Challenge >> Report every line in the items below that contains the word "spread".

___ Given data

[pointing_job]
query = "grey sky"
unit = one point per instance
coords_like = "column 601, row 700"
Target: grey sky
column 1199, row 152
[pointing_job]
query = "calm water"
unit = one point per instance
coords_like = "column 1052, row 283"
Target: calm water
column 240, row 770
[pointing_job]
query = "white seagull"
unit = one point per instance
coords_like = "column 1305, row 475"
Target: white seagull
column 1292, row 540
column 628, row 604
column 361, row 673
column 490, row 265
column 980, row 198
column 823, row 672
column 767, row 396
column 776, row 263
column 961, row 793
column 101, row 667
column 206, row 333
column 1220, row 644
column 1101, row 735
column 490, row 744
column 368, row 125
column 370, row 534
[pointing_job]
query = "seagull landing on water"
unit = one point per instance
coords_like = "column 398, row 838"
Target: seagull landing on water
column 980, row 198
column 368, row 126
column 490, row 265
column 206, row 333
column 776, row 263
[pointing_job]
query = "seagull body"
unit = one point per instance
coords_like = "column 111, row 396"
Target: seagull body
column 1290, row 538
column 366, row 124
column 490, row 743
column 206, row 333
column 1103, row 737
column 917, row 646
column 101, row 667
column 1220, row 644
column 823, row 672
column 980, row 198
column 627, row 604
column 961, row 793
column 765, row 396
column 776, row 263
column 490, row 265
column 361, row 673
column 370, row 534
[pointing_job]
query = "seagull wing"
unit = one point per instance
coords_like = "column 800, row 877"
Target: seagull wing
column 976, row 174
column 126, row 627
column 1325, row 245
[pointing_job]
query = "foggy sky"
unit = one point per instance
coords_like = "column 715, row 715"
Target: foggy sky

______
___ Given data

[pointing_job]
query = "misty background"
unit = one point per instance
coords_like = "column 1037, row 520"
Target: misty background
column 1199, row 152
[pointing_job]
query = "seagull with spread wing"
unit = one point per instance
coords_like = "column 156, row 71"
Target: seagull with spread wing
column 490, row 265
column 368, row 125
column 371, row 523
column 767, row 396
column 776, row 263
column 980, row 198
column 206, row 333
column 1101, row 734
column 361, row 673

______

Result of the exercise >>
query = "seagull with spread wing"
Target: seagull with spread wing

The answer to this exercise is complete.